What is required = Leaving out the pictures, transcribe all of the records faithfully.

Data for this exercise =

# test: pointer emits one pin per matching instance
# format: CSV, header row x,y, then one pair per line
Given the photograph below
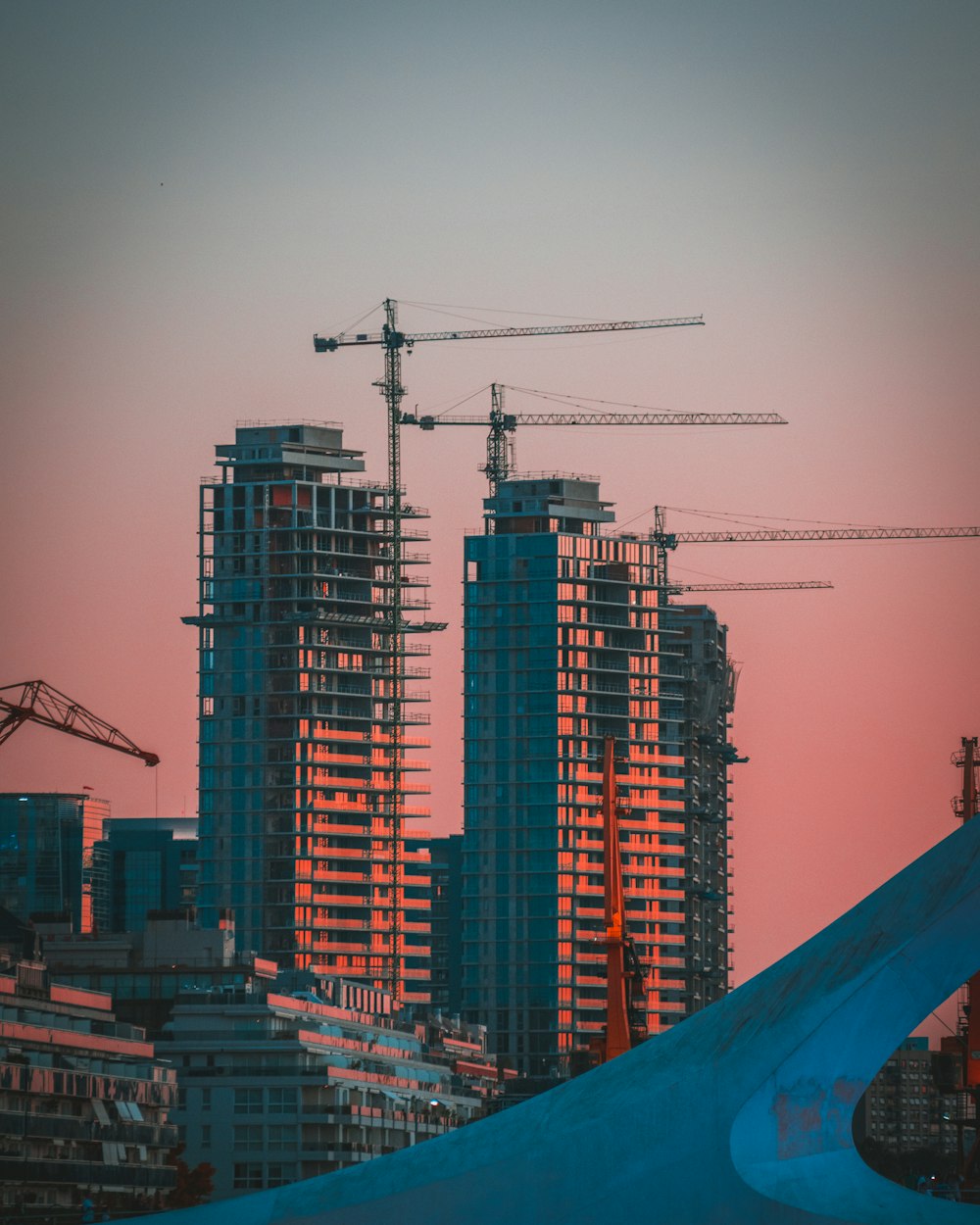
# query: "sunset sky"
x,y
191,190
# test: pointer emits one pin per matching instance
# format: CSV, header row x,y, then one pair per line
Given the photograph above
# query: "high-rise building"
x,y
566,645
83,1105
305,710
446,909
45,854
699,646
142,865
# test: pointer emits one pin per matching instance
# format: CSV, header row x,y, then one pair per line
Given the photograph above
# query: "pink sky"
x,y
195,191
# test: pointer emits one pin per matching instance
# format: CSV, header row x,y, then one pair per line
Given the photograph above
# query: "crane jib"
x,y
393,339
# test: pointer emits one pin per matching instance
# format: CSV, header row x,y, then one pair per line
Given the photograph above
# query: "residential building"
x,y
446,912
699,648
83,1103
287,1082
307,714
912,1103
142,865
147,970
564,645
45,854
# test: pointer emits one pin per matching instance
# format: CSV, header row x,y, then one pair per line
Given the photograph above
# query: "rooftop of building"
x,y
298,450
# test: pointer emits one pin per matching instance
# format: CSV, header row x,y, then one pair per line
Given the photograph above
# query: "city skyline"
x,y
192,197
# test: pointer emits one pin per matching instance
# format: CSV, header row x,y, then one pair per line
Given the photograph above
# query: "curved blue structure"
x,y
739,1116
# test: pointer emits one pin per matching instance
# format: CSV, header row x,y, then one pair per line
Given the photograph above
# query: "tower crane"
x,y
500,447
666,540
965,808
807,586
37,702
393,341
625,1027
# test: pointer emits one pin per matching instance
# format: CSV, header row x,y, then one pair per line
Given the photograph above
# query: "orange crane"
x,y
965,807
500,447
393,341
625,1025
37,702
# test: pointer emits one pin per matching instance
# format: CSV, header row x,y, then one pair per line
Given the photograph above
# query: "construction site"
x,y
586,906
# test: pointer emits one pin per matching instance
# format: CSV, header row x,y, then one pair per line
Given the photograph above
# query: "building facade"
x,y
699,646
446,912
912,1105
307,719
83,1103
45,854
142,865
564,645
279,1084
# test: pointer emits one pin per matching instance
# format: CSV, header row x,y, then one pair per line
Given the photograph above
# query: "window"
x,y
280,1138
248,1176
282,1102
248,1102
279,1174
249,1137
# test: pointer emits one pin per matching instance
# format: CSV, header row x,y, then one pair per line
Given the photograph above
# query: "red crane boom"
x,y
37,702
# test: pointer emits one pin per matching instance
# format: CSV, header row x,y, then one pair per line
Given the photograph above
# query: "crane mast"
x,y
623,1029
393,341
38,702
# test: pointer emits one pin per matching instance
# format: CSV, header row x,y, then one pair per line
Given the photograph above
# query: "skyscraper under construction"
x,y
307,710
567,642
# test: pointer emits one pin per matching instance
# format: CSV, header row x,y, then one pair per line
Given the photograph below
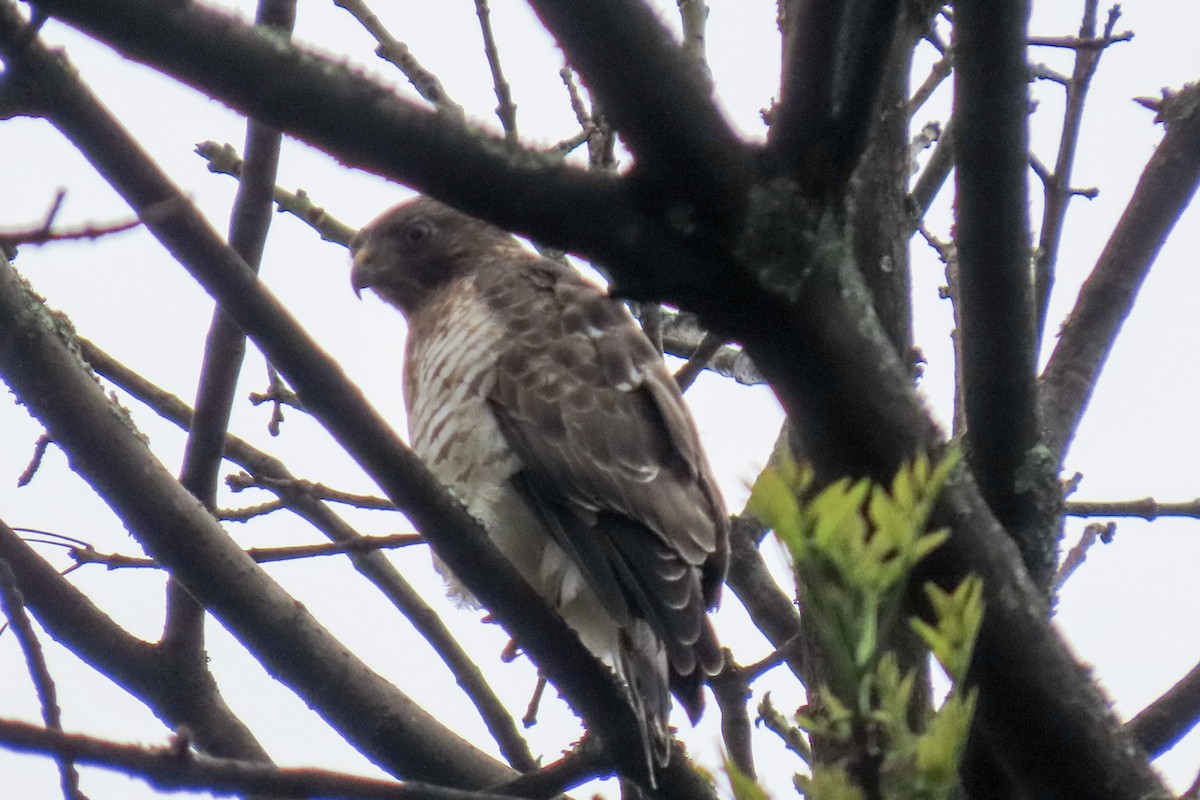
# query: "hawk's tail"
x,y
642,662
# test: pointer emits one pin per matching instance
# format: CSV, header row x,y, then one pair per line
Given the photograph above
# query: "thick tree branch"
x,y
1162,723
408,741
223,353
834,56
822,349
174,528
995,299
1164,190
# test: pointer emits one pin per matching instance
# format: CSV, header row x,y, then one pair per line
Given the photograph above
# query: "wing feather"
x,y
601,429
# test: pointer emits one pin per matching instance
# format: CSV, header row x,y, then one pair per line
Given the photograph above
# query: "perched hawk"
x,y
538,400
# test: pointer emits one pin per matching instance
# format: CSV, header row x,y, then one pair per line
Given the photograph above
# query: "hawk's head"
x,y
418,247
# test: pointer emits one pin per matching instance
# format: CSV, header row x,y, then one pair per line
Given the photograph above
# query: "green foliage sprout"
x,y
853,547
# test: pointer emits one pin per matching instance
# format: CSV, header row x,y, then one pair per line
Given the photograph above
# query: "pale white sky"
x,y
1127,612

Answer for this exercise =
# test: pointer emits one pin per matching instance
# format: CSV, header row x,y, then one pair per line
Given the photograph below
# query: "sunset sky"
x,y
191,190
# test: pointer emits one pin per matching instance
# format: CSV, header row x,y, then one pair per line
Given the photograph above
# query: "high-rise building"
x,y
566,645
83,1105
305,710
446,909
45,854
699,646
142,865
# test: pointer emits one pin per matching instance
# format: CSV, header row x,y, then one pair per line
Given the photograph above
# query: "pink sky"
x,y
195,191
# test: pointer emits one pin per matching instance
# format: CSV, header row x,y, then one pair per line
Given the photograph above
# query: "crane jib"
x,y
393,339
# test: pointer emits one pin per matching instance
# format: CSV, header row x,y, then one pair per line
Given the photograph above
# query: "residential building"
x,y
446,912
699,648
83,1103
287,1082
307,714
912,1103
142,865
147,970
564,645
45,854
# test: pointer emits one pin per matching instance
# format: CSV, header row x,y, then one pair per line
Given the photograph above
# query: "rooftop of building"
x,y
298,450
# test: pointer emits one pin per matching instance
# format: CSV, header row x,y, then one pair per line
Given the photograph above
# query: "city skyline"
x,y
192,197
# test: pointer emits one pin per matching instance
# format: CSV, header row x,y, then one pair per line
Given the photograph above
# query: "curved blue structure"
x,y
739,1116
# test: pointer emits one pin per matching instance
# format: CSV, header row x,y, then one pair per line
Given the photograph above
# query: "tower crane"
x,y
500,447
666,540
965,808
807,586
37,702
393,341
625,1027
# test: pointer emits one pin per matching instance
# format: CSV, header row x,y, then one pair per line
Given the photograph above
# query: "orange crane"
x,y
965,807
500,447
393,341
625,1025
37,702
# test: pointer emits one pin per matching instance
# format: CSV, header row x,y, then one pair per line
Given the photograph above
# query: "construction site"
x,y
586,906
# test: pointer emits one pin per matching instance
# format: CSV, header row x,y, then one pair per line
Given the photograph above
# query: "building facade"
x,y
699,646
446,912
912,1105
307,719
83,1103
45,854
142,865
564,645
279,1084
# test: pointer emits one pin per matching instance
# format: CSV, header row x,y, then one pair per line
Given the photograph above
# query: "window"
x,y
280,1138
248,1176
282,1102
248,1102
279,1174
249,1137
# test: pointer emits one pin per matching instance
# format: CSV, header row x,y, then one pair per line
Given the photograph above
# query: "red crane boom"
x,y
37,702
# test: pointer emits one pin per matching instance
# format: CSV, header row x,y, then one pair per line
Given the photograph above
# query: "crane mast"
x,y
623,1029
393,341
38,702
# test: pointer emits one pin per matching instance
# format: CSV, header row x,y, then one pair per line
Given the photograph above
# query: "skyscraper under construction"
x,y
307,710
567,642
# test: pointer emits one pin per matching instance
# format: CSV, header row x,y, then one pair per line
Given the photograph below
# query: "hawk's tail"
x,y
642,662
# test: pointer emits one pin per matching instance
# format: CSV, header row x,y, then one pair per line
Given the photograph above
# query: "thick tree branch"
x,y
1162,723
408,741
223,353
834,56
822,349
174,528
995,299
1164,190
# test: pointer emits one pin per matching instance
# format: CSV, header row x,y, then one pair per line
Given the photograph above
# query: "wing feather"
x,y
601,429
# test: pointer emits one pin per matching instance
# format: CSV, header row x,y, then one pair per line
Given the photograph above
# query: "perched hawk"
x,y
538,400
# test: pointer emits one pin per matching instance
# format: CSV, header row x,y, then one pair per line
Given the photograph above
# query: "hawk's head"
x,y
418,247
# test: pointer emits one pin per matching instance
# format: CSV, header row x,y, then one pair per line
Given the photograph above
# query: "green foliage sprout"
x,y
853,547
# test: pointer emits one pin per matching instance
# format: CSV, header row x,y, then one pair per line
Given the photograph above
# query: "pale white sky"
x,y
1127,612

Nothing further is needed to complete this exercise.